| DIRECTIONS |
Copy the rows word for word, beginning with the line that contains "the teapot lid." and continuing through the line that contains "[(385, 448)]".

| INPUT FOR THIS TASK |
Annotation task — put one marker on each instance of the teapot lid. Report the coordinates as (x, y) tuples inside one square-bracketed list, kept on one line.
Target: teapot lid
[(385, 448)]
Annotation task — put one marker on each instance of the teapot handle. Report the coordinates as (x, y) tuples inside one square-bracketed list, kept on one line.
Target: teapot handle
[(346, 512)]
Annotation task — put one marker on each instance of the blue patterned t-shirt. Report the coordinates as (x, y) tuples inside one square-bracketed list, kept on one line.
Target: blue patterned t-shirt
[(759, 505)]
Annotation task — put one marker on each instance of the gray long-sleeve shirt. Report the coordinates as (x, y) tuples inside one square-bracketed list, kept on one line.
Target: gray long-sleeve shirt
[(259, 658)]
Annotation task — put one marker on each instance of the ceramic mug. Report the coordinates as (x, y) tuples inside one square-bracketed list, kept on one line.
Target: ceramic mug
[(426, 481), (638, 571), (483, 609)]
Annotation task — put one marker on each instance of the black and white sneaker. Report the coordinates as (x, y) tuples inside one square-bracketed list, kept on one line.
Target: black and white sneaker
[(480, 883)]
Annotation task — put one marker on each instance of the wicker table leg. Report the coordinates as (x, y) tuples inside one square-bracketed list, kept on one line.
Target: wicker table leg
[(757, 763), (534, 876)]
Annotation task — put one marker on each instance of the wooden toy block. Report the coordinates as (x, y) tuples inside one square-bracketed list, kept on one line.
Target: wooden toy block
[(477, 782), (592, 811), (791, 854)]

--

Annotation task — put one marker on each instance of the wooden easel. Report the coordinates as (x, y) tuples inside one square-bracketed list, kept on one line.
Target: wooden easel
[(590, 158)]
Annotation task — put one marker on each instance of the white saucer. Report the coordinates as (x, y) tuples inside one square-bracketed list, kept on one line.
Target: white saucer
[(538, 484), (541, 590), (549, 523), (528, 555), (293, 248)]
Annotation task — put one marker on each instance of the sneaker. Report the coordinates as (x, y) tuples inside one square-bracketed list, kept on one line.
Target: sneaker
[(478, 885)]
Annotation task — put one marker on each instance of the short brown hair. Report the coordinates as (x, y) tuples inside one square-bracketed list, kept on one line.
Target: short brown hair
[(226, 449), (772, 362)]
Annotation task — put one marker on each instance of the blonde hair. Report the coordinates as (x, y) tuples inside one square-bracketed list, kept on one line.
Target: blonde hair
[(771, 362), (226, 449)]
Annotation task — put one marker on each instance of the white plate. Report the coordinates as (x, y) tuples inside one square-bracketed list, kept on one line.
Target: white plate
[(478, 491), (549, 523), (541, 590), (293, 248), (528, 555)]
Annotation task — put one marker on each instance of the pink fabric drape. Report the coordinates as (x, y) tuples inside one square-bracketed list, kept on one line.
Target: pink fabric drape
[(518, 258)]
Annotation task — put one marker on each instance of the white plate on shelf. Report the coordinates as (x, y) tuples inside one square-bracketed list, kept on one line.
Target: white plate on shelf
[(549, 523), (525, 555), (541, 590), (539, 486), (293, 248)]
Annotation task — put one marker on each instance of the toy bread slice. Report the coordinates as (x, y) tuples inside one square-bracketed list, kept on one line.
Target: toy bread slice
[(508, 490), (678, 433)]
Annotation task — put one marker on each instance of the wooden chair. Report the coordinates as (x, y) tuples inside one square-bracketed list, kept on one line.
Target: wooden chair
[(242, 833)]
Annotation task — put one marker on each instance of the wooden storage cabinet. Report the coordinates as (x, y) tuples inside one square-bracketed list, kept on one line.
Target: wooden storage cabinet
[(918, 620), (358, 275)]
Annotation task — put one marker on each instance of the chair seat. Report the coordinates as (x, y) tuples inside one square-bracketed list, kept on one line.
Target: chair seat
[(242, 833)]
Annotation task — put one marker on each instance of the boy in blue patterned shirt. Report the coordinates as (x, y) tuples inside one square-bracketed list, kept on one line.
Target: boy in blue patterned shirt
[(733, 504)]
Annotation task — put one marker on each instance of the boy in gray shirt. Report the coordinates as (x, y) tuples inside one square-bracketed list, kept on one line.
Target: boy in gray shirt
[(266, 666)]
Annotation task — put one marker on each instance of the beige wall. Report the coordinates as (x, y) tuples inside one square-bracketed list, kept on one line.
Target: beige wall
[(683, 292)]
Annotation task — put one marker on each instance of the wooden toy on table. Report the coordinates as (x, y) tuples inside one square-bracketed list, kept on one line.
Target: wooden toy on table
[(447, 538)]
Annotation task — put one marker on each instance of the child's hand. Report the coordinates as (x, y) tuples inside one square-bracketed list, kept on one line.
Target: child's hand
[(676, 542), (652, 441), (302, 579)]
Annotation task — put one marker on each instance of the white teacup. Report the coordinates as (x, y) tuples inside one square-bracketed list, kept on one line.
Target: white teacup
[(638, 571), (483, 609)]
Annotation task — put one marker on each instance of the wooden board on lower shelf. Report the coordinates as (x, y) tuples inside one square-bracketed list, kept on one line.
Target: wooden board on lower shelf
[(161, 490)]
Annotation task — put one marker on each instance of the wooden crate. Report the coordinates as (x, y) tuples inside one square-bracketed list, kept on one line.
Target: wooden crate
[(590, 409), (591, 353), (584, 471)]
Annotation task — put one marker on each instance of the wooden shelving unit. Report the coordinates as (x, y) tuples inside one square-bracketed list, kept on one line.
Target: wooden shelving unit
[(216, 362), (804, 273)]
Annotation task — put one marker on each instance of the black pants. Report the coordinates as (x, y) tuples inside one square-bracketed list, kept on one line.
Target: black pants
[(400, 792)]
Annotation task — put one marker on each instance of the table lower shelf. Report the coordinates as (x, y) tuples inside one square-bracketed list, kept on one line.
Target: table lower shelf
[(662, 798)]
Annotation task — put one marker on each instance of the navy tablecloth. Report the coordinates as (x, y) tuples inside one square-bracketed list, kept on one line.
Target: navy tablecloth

| TASK ANSWER |
Annotation task — put one marker on each instance of the teapot lid. Report the coordinates as (x, y) tuples inside one square-bracketed list, kept on one line.
Target: teapot lid
[(385, 448)]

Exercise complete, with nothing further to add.